----- Dataset extract -----

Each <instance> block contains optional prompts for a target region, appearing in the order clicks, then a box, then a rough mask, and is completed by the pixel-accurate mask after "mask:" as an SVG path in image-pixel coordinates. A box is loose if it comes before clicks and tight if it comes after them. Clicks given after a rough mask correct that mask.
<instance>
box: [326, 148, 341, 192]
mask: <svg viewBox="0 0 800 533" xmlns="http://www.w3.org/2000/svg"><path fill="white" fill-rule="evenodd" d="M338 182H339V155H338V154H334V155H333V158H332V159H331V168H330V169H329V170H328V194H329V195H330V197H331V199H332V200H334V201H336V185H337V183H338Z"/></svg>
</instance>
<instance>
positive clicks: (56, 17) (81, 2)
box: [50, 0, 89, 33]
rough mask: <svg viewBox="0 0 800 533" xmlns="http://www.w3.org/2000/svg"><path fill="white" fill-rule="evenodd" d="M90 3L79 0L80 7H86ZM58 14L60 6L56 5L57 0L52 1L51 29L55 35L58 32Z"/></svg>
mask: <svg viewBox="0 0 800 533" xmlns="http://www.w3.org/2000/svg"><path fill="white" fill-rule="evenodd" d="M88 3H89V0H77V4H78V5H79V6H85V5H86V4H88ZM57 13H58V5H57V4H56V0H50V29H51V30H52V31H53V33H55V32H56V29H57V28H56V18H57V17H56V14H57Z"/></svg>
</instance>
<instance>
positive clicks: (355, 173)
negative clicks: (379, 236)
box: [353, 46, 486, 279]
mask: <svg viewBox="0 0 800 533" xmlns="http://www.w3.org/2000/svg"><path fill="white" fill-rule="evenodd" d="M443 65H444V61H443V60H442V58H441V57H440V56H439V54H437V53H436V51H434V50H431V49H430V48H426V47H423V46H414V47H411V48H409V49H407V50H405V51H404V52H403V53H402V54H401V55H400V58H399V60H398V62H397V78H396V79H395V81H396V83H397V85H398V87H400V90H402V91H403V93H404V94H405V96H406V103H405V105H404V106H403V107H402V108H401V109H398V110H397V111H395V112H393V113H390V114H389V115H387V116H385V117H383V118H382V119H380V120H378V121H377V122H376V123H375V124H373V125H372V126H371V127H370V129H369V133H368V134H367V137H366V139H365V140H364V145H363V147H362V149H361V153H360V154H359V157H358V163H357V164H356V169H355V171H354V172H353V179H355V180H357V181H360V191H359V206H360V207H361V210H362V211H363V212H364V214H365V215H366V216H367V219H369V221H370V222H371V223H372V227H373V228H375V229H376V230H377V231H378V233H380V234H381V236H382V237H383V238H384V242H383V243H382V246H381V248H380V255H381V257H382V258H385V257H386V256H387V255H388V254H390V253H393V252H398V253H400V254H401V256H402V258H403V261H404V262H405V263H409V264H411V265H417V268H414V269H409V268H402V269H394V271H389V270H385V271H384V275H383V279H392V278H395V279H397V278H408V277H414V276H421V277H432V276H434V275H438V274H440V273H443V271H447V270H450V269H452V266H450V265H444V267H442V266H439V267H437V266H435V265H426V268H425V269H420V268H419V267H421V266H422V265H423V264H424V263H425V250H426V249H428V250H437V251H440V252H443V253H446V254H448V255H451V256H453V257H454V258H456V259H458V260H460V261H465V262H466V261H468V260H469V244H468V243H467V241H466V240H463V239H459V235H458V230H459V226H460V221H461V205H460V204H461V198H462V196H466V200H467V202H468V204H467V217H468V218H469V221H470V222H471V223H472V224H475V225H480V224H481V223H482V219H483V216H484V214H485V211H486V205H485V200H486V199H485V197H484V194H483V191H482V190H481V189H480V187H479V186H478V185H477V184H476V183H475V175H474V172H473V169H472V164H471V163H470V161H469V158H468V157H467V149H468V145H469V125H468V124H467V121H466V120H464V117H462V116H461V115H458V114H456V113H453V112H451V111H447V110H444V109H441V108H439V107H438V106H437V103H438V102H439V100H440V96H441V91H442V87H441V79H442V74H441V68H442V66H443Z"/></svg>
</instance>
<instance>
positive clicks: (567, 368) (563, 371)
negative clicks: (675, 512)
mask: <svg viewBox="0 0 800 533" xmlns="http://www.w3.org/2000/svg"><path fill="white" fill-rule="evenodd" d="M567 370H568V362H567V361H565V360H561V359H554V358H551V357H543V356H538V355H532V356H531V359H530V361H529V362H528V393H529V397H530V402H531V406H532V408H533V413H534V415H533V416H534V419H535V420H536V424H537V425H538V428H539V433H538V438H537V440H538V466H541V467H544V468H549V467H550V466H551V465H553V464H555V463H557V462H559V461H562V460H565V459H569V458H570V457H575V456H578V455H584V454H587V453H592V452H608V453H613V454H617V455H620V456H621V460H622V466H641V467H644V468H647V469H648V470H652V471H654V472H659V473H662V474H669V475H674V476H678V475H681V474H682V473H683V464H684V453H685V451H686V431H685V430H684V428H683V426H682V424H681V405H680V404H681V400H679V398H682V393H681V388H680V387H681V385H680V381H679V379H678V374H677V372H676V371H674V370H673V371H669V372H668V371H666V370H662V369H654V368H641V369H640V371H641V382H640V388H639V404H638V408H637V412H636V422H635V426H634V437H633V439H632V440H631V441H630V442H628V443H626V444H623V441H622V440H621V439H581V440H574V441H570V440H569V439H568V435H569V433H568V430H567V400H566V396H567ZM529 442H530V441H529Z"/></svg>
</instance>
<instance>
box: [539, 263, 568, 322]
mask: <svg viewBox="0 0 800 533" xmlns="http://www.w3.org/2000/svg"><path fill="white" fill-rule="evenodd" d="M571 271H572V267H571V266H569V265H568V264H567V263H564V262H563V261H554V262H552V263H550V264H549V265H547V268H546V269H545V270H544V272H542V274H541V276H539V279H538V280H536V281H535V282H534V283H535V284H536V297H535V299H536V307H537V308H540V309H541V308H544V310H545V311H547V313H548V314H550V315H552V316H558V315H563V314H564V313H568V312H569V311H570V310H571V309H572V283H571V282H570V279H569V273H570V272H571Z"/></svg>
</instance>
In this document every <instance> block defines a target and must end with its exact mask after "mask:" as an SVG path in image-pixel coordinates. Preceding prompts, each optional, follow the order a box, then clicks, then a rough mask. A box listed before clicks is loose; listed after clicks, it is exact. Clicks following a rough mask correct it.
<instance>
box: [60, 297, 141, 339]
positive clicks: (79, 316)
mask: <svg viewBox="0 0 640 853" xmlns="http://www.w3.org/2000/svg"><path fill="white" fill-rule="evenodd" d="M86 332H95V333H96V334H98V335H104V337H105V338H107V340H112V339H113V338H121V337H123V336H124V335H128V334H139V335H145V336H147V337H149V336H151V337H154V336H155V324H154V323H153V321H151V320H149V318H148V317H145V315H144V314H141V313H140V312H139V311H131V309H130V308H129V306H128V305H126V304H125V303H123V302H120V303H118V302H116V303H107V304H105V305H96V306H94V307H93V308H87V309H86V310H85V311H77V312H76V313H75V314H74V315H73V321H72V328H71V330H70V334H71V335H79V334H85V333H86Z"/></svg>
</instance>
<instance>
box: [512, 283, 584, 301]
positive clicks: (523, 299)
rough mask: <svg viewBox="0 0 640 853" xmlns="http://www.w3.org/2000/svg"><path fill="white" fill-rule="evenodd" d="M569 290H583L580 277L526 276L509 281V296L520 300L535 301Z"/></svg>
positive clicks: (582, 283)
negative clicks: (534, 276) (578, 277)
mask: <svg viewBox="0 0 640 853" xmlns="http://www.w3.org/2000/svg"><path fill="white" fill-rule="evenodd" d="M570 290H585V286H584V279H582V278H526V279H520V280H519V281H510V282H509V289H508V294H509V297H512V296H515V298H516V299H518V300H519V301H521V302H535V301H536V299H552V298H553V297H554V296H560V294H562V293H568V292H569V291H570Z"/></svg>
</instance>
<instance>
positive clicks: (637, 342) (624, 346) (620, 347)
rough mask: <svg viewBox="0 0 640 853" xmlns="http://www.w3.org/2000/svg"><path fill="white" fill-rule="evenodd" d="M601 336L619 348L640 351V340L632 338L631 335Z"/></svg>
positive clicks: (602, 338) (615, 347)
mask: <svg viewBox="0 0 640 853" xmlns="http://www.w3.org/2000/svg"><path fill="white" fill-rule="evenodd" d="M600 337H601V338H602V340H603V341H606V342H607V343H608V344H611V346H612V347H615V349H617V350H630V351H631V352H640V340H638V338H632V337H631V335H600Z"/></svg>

-----

> [Your goal]:
When the line with "3L79 0L80 7H86ZM58" is reached in the data above, start copying there, and copy each line exactly until the line with "negative clicks: (379, 236)" has been copied; copy nothing else.

> [Task result]:
rough mask: <svg viewBox="0 0 800 533" xmlns="http://www.w3.org/2000/svg"><path fill="white" fill-rule="evenodd" d="M90 3L79 0L80 7H86ZM58 14L60 6L56 5L57 0L52 1L51 29L55 35L58 32Z"/></svg>
mask: <svg viewBox="0 0 800 533" xmlns="http://www.w3.org/2000/svg"><path fill="white" fill-rule="evenodd" d="M88 3H89V0H77V4H78V5H79V6H85V5H86V4H88ZM57 13H58V5H57V4H56V0H50V29H51V30H52V31H53V33H55V32H56V29H57V28H56V18H57V17H56V14H57Z"/></svg>
</instance>
<instance>
positive clicks: (355, 173)
negative clicks: (379, 236)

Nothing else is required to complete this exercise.